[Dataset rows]

——————

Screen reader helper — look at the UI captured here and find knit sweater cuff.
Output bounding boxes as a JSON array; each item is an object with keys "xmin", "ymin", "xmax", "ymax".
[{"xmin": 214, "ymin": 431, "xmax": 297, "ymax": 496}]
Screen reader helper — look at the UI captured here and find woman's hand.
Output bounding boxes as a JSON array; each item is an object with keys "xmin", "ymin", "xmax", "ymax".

——————

» WRITTEN EXERCISE: Pick out every line of the material above that contains the string "helper", matching case exactly.

» EXERCISE RESULT:
Screen reader helper — look at the UI captured here and find knit sweater cuff.
Screen reader helper — look at the UI captured here and find woman's hand.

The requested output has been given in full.